TEXT PROVIDED
....................
The risks of betraying the cause were considerable for Arnold. Unless his own efforts helped the British succeed—and at that point in the war it looked like they would win—he stood to lose all his property, while his family would be in considerable danger and forced to flee. His enemies would feel triumphant that their suspicions were vindicated. Even now he could still pull back, provided no evidence of his approach to the enemy became known. In this desperate gamble he was not likely to take his beloved young wife into his confidence. It was far too dangerous for her. He certainly would not ask her advice, priding himself on making his own decisions. Nor would he involve his closest aides, Major Franks and Colonel Varick, who might betray his confidence. He would have to bear the risks alone. It was actually the safest course.
Arnold began to send intelligence about the Continental Army’s conditions and plans. He had been asked to seize congressional papers but replied that this was impossible and anyway, “Their contents can be known from a member of Congress.” Obviously the British had an active informer in that body and Arnold knew it. When he asked what Clinton’s campaign plans were he was rebuffed. André wrote that Clinton “cannot reveal his intentions as to the present campaign nor can he find the necessity of such a discovery or that the want of a proper degree of confidence is to be inferred from his not making it.”30
The British kept Arnold at arm’s length. His secret correspondence with them continued during the summer while he awaited the convening of his court-martial. In June André pointed out that general information was helpful but “the most brilliant and effectual blow finally to complete the overthrow of the present abominable power would be the destruction of the Army,” and “This may be effected by a grand stroke or by successive severe blows.”31 He had suggestions: the taking of a considerable seaport and defeating the troops assigned to the defense of the province. Could Arnold obtain command of Carolina? Perhaps he might arrange for British troops to surprise and ambush a large body of troops, or intercept a fleet to or from France. Arnold might see to the burning of barracks or the spiking of all the guns of a fort or field artillery. But for what he labels “a general project,” André recommended anything on the west side of the Hudson. Could Monk command one of Washington’s advance troops and allow them to be surprised, leaving Washington vulnerable to attack, while at the same time the British could seize the Congress? To affect these, Arnold was instructed to “Join the Army, accept a command, be surprised and be cut off.”32
All this was a betrayal of his military skills, and terribly risky. And while the British expected so much from him they were always vague about what reward he might expect. In July he sent a request through Stansbury for a financial guarantee, whatever the result of his efforts might be. Along with his request in earnest of his good faith, Arnold sent specifics about the state of Washington’s army and campaign plans and information about the French fleet.33 He then tried to return to the army, but first the court-martial had to take place. Two days after receiving André’s letter, he wrote Washington asking that the court-martial be expedited, and informing him that he was able to walk “with ease” and hoped soon to be able to ride. He was ready to rejoin the army.34 The trial had to come first, however, and with the campaign season underway there would be further postponements. In a letter from Mr. Andrews, André, to Monk that month, Andrews is again vague about financial rewards as he requests a plan of West Point, information about vessels on the Hudson and other very specific questions about American military arrangements and ports.35 Andrews then suggests Arnold assume a command and arrange a face-to-face meeting: “I am convinced a conversation of a few minutes would satisfy you entirely and I trust would give us equal cause to be pleased.” He then urges Arnold to undertake more than spying. “Let us not lose time or contract our views which on our part have become sanguine from the excessive strain of your overtures,” André insists, “and which we cannot think you would on your side confine to general intelligence whilst so much greater things may be done and advantages in proportion as much greater can be reaped.” But Arnold was not ready to risk so much without more specific assurance of the reward. He might, after all, be abandoned by the British after arranging for an American defeat, or be discovered by them and hanged as a traitor.
....................
Coordinate annotation records
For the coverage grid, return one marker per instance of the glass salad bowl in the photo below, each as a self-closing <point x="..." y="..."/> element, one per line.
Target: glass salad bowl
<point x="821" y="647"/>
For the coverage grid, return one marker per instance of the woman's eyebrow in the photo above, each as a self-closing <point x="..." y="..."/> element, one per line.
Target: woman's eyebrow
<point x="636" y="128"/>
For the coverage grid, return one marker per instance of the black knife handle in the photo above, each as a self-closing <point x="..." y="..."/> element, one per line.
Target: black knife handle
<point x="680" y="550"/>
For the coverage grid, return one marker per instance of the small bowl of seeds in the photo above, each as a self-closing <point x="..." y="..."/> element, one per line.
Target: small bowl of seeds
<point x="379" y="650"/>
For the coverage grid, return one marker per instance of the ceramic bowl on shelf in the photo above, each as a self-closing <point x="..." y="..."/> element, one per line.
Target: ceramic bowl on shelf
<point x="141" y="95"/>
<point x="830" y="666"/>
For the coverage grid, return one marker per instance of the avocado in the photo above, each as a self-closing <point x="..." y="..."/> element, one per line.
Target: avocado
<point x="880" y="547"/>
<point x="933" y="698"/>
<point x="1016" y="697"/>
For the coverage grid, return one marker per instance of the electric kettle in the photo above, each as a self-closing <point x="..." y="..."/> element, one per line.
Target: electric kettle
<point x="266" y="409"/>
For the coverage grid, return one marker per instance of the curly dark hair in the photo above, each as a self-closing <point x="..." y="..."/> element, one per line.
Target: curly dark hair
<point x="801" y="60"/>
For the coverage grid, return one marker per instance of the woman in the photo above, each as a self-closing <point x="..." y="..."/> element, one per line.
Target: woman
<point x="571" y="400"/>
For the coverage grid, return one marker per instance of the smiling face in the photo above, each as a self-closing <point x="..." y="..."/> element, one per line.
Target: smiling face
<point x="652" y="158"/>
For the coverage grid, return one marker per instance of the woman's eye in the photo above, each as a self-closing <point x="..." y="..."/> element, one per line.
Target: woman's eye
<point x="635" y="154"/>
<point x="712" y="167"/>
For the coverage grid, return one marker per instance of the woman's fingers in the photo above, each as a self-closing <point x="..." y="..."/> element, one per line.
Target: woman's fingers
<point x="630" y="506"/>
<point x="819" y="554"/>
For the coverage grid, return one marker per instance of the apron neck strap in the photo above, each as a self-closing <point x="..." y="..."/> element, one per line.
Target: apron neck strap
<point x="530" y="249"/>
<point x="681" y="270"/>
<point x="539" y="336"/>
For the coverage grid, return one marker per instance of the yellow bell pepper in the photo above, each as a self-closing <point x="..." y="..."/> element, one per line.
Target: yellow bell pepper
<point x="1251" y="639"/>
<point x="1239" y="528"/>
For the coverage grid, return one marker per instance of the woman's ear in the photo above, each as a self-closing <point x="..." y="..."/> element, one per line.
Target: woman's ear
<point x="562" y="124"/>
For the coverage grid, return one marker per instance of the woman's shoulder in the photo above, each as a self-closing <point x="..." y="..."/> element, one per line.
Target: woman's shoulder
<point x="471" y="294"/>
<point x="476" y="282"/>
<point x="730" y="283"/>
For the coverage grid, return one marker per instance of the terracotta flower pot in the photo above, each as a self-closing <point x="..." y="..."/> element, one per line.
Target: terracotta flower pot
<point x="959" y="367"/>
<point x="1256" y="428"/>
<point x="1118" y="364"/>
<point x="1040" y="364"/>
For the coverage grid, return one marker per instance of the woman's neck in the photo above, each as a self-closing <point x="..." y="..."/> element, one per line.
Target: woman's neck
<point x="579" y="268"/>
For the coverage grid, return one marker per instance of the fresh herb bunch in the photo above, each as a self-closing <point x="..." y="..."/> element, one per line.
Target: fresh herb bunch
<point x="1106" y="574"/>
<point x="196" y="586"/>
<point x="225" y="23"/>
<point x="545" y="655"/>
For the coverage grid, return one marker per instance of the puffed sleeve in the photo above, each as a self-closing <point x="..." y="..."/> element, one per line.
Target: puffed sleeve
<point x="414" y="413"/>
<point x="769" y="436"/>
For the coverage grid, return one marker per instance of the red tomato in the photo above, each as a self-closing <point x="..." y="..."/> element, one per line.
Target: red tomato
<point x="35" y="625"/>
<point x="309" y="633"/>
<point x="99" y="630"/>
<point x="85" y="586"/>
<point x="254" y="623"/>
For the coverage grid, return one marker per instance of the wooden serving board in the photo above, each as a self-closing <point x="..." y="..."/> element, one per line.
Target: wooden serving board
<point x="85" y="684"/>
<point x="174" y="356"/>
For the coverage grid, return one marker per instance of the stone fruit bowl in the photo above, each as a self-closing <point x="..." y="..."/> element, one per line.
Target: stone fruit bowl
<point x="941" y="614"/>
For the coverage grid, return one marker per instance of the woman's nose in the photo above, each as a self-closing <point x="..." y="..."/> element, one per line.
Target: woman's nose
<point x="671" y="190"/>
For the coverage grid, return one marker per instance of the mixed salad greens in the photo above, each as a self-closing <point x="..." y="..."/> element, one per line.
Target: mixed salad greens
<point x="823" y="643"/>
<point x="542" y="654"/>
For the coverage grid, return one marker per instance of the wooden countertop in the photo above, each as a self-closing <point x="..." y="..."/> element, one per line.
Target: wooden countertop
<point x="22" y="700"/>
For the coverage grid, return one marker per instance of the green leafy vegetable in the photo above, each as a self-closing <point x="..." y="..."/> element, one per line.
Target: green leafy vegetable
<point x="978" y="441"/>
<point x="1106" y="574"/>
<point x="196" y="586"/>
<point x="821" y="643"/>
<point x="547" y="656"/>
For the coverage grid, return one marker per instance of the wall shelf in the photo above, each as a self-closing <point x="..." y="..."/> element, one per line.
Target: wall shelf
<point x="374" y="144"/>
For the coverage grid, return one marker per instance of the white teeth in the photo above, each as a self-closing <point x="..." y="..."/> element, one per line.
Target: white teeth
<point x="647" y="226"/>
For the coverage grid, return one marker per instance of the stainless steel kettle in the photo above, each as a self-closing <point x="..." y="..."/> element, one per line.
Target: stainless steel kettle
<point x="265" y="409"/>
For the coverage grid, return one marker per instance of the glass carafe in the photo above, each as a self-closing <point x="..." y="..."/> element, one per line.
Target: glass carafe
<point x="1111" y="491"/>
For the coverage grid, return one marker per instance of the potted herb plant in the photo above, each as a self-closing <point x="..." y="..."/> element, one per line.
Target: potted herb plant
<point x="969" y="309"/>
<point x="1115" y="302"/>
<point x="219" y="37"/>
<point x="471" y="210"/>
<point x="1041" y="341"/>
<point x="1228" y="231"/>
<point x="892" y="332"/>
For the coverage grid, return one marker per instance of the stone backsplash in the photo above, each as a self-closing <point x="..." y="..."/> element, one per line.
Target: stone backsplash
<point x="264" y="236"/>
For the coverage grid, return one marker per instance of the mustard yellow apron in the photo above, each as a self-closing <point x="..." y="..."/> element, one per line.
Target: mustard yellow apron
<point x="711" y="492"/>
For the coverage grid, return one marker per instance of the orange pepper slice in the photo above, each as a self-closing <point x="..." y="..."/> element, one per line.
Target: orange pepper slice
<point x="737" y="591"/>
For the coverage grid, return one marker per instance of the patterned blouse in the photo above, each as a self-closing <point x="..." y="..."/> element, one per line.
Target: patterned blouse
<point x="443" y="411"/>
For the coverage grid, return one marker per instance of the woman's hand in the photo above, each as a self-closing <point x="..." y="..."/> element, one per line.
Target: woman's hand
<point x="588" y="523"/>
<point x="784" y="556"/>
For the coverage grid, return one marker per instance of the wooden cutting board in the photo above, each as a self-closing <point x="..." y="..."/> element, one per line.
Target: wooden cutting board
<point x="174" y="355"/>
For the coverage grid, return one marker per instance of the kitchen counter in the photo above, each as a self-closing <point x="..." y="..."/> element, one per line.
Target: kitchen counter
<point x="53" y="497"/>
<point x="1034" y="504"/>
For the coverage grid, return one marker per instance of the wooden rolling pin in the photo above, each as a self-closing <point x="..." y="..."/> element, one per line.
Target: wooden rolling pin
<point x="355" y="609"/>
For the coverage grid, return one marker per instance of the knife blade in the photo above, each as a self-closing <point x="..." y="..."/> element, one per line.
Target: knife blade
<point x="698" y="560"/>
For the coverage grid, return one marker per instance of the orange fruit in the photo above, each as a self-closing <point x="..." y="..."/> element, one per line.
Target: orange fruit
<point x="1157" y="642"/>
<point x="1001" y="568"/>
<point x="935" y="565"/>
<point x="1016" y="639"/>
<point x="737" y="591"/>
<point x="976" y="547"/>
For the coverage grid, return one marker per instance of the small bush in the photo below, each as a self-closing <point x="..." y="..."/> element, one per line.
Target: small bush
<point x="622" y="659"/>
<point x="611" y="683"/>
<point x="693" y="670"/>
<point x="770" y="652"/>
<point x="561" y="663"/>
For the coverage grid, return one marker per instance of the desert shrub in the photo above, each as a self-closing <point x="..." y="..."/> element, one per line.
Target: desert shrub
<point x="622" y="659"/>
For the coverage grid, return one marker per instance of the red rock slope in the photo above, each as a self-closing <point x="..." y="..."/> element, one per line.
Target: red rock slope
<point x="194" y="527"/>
....................
OBJECTIVE A
Translate this sentence from the Arnold passage into Spanish: "The British kept Arnold at arm's length."
OBJECTIVE B
Set down, word for word, everything in the Arnold passage from "The risks of" down to "the safest course.".

RESPONSE A
Los británicos mantuvieron a Arnold a distancia.

RESPONSE B
The risks of betraying the cause were considerable for Arnold. Unless his own efforts helped the British succeed—and at that point in the war it looked like they would win—he stood to lose all his property, while his family would be in considerable danger and forced to flee. His enemies would feel triumphant that their suspicions were vindicated. Even now he could still pull back, provided no evidence of his approach to the enemy became known. In this desperate gamble he was not likely to take his beloved young wife into his confidence. It was far too dangerous for her. He certainly would not ask her advice, priding himself on making his own decisions. Nor would he involve his closest aides, Major Franks and Colonel Varick, who might betray his confidence. He would have to bear the risks alone. It was actually the safest course.